▸ Supplied material:
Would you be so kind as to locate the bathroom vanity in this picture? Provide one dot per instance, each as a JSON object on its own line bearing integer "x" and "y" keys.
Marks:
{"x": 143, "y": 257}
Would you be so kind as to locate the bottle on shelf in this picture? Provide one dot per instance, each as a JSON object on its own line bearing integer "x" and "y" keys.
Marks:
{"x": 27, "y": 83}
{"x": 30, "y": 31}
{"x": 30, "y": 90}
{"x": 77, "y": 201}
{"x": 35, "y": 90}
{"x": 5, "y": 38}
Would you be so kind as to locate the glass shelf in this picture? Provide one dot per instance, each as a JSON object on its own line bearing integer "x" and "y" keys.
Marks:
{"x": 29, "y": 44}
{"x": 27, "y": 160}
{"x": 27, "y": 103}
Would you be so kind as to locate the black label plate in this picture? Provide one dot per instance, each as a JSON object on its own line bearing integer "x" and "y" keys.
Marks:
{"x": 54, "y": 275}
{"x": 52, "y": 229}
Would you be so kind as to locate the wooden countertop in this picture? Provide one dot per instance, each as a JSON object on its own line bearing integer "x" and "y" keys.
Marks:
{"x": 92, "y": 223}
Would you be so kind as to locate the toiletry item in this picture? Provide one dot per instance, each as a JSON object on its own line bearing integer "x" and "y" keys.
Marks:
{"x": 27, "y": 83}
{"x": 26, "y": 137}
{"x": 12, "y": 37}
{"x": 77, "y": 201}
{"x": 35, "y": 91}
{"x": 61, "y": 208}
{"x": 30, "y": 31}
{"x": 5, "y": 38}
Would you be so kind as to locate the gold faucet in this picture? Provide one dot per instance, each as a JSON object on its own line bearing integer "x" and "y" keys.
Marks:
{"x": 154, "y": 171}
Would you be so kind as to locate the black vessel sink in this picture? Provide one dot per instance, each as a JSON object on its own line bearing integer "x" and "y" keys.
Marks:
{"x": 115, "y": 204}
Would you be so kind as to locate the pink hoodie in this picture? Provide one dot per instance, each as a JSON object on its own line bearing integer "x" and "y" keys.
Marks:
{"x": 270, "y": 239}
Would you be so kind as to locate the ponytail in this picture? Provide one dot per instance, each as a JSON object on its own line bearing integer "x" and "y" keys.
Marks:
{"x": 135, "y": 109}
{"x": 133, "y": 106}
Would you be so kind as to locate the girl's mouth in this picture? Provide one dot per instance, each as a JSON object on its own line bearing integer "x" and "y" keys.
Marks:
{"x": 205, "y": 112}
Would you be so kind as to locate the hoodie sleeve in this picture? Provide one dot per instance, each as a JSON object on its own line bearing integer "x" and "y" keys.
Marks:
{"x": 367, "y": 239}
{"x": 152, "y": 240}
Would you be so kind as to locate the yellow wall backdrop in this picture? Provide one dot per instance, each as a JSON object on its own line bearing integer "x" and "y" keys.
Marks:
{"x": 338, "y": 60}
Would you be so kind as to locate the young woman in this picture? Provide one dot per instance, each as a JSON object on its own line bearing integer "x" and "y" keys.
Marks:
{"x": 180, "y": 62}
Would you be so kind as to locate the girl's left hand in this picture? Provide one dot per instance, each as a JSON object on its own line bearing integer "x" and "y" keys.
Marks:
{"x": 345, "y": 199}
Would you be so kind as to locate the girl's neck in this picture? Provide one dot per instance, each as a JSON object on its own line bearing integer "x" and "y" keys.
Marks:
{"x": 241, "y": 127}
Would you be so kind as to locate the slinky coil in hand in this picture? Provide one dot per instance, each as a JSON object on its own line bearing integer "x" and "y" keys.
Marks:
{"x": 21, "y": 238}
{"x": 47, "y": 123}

▸ Work instruction: Which lines of the data hold the string "shelf"? Return each of them.

▸ Response area:
Would you be so kind as to locate the bottle on shelf in this picture? Provide one dot per instance, each as a JSON object on its own line bearing integer "x" and "y" keys.
Would you be so kind as to locate the glass shelf in this picture? Provide one dot per instance, each as a JSON object on its own line bearing integer "x" and "y" keys.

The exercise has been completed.